---------- Excerpt to read ----------
Emergent Microrobotic Oscillators via Asymmetry-Induced Order

TL;DR

This paper demonstrates the emergence of low-frequency oscillators in microrobots through asymmetry in active microparticle systems, enabling autonomous energy transduction and robotic actuation at microscale.

Contribution

It introduces a novel thermodynamic mechanism for asymmetry-induced order that produces robust collective oscillations in microparticle systems, advancing microrobotic autonomy.

Findings

Robust collective oscillations emerge with a single modified particle.

Oscillations enable transduction of chemical energy into mechanical and electrical power.

On-board electronics can be driven cyclically by the oscillations.
---------- Entries provided ----------
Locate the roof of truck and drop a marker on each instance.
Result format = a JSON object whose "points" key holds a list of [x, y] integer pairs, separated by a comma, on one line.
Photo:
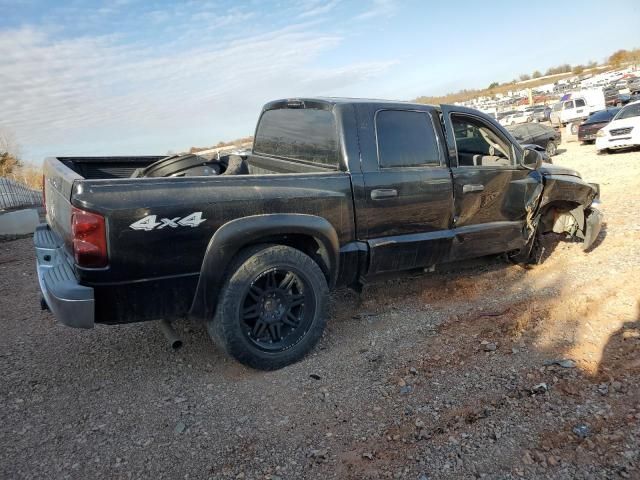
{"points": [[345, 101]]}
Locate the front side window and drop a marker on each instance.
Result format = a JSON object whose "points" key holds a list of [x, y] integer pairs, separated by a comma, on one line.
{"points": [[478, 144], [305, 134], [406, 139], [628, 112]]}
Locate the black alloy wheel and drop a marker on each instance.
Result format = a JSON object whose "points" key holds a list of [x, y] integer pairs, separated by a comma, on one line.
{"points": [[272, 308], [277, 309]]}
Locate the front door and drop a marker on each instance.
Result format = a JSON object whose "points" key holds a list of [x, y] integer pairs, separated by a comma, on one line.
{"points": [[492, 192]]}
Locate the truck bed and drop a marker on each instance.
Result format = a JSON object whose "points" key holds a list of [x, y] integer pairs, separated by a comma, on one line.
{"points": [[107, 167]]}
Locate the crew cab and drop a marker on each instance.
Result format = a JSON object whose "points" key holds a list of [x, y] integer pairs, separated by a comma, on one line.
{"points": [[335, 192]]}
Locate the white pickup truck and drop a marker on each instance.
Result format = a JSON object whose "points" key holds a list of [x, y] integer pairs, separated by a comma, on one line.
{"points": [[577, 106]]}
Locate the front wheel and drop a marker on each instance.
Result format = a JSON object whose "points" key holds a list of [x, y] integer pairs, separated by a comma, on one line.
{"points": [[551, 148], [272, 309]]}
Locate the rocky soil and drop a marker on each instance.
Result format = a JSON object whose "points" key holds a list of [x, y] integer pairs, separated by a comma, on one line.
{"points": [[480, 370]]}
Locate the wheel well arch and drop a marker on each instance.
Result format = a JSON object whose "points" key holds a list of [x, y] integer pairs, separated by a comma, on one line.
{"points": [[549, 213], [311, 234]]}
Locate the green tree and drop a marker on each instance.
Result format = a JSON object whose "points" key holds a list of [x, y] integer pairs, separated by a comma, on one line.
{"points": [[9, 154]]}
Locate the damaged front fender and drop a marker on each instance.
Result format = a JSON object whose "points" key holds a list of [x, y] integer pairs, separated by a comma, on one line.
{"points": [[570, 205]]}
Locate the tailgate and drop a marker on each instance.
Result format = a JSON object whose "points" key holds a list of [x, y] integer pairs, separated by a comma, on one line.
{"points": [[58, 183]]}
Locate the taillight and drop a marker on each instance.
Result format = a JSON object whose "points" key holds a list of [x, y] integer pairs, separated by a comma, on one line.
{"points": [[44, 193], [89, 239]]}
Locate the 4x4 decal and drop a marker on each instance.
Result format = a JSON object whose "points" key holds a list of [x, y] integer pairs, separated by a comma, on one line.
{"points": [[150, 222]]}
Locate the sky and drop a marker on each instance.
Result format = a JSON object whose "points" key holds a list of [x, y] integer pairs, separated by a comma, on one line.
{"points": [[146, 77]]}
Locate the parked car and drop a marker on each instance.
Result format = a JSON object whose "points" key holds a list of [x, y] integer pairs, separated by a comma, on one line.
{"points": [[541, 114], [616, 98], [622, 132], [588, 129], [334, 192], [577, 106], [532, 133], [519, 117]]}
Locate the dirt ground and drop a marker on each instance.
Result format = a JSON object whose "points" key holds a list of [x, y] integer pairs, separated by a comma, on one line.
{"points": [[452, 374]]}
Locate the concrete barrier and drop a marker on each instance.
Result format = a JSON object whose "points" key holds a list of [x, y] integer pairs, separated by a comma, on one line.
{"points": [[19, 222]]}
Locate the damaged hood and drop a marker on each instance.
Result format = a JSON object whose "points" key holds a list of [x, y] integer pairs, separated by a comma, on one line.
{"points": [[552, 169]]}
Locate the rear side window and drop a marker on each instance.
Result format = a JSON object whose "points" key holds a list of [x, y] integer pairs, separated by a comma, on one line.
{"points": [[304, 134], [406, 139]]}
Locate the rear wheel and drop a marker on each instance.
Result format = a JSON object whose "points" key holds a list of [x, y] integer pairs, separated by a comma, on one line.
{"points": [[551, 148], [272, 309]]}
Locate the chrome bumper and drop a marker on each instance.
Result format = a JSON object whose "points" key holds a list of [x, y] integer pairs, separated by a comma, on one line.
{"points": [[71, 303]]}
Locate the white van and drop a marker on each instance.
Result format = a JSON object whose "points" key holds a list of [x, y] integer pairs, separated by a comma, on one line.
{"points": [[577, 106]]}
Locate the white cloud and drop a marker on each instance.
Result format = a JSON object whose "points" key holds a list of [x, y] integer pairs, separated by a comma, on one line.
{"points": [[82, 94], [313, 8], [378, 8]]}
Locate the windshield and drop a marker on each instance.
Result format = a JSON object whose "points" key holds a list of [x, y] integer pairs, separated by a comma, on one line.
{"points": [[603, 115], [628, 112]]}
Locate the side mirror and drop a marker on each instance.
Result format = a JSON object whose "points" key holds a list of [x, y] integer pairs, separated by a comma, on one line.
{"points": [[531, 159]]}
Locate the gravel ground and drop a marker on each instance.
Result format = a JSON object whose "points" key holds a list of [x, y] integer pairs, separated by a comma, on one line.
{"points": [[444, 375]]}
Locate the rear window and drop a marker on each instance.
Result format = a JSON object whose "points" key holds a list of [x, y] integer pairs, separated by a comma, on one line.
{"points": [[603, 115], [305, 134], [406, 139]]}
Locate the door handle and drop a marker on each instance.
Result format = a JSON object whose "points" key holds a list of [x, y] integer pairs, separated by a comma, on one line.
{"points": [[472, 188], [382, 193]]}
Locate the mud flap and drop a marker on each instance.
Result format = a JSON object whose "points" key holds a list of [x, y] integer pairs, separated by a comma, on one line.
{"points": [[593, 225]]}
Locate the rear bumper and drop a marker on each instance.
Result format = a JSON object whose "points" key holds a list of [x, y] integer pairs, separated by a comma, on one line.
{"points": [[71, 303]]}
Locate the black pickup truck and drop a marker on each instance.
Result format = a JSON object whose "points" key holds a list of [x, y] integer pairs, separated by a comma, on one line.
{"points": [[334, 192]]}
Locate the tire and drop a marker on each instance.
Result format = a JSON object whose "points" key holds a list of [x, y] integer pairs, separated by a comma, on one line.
----------
# Questions to answer
1. Reproduce the part of the microrobotic oscillators summary between "It introduces a" and "and electrical power.", inclusive.
2. Extend the microrobotic oscillators summary, picking up right after its final sentence.
None of these entries has any bearing on what is asked here.

# Numbered responses
1.
It introduces a novel thermodynamic mechanism for asymmetry-induced order that produces robust collective oscillations in microparticle systems, advancing microrobotic autonomy.

Findings

Robust collective oscillations emerge with a single modified particle.

Oscillations enable transduction of chemical energy into mechanical and electrical power.

2.
Abstract

Spontaneous low-frequency oscillations on the order of several hertz are the drivers of many crucial processes in nature. From bacterial swimming to mammal gaits, the conversion of static energy inputs into slowly oscillating electrical and mechanical power is key to the autonomy of organisms across scales. However, the fabrication of slow artificial oscillators at micrometre scales remains a major roadblock towards the development of fully-autonomous microrobots. Here, we report the emergence of a low-frequency relaxation oscillator from a simple collective of active microparticles interacting at the air-liquid interface of a peroxide drop. Their collective oscillations form chemomechanical and electrochemical limit cycles that enable the transduction of ambient chemical energy into periodic mechanical motion and on-board electrical currents. Surprisingly, the collective can oscillate robustly even as more particles are introduced, but only when we add a single particle with modified reactivity to intentionally break the system's permutation symmetry. We explain such emergent order through a novel thermodynamic mechanism for asymmetry-induced order. The energy harvested from the stabilized system oscillations enables the use of on-board electronic components, which we demonstrate by cyclically and synchronously driving microrobotic arms. This work highlights a new strategy for achieving low-frequency oscillations at the microscale that are otherwise difficult to observe outside of natural systems, paving the way for future microrobotic autonomy.